+++ TASK INPUTS +++

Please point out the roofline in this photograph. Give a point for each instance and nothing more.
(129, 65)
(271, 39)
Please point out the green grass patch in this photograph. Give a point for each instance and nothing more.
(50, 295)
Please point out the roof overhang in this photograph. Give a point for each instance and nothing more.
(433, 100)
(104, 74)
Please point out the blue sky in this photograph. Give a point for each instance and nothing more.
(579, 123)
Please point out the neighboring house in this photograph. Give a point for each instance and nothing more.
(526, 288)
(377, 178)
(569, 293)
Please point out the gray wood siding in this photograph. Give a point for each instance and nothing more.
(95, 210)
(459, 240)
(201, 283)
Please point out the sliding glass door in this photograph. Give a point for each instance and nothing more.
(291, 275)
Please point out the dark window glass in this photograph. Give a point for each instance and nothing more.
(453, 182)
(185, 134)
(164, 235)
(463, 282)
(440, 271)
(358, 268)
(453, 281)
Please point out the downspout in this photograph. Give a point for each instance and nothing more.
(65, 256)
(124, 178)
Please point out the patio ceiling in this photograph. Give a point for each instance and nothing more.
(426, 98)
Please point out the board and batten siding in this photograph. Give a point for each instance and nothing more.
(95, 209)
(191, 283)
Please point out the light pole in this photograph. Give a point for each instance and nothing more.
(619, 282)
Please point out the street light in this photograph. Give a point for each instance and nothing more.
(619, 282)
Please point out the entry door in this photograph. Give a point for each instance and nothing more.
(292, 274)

+++

WHAT YOU ARE ASKED TO DO.
Exactly and only the lines from the line containing "Please point out the roof overhang" through the final line of the records above must be returned.

EXERCISE RESPONSE.
Please point out the roof overhang in this photograph. Give a point for each instance and nothing more.
(433, 100)
(104, 74)
Please point out the blue sky in this photograph. Give a point for each instance and nothing more.
(579, 123)
Please point out the neighboring house in this photograph. Give a point for each instance and nothing more.
(526, 288)
(377, 178)
(569, 293)
Please point out the gray wood siding in this photograph. Give a point for each instance and nothing more.
(95, 210)
(459, 240)
(201, 283)
Please point out the sliding glass door in this photograph. Give a point for each instance and nothing more.
(291, 275)
Please point out the dark window glass in this photograph. Give a point for each instance and nothing more.
(453, 182)
(185, 134)
(164, 235)
(463, 282)
(440, 271)
(358, 268)
(453, 281)
Please point out the downspout in this photograph. Give a point for each instance and nothing more.
(65, 256)
(124, 178)
Please point out the patio ceiling in this photograph. Give a point for each instance and nothing more.
(426, 98)
Please point out the board and batten siding in this photograph. Give a point for each instance and nothing more.
(95, 209)
(191, 283)
Please point out the light pole in this photograph. Give a point for each instance and nothing more.
(619, 282)
Please point out the street light in this photograph. Give a point for each instance and nothing more.
(619, 282)
Please point out the entry door in this photograph. Give a point for each instance and nothing more.
(292, 274)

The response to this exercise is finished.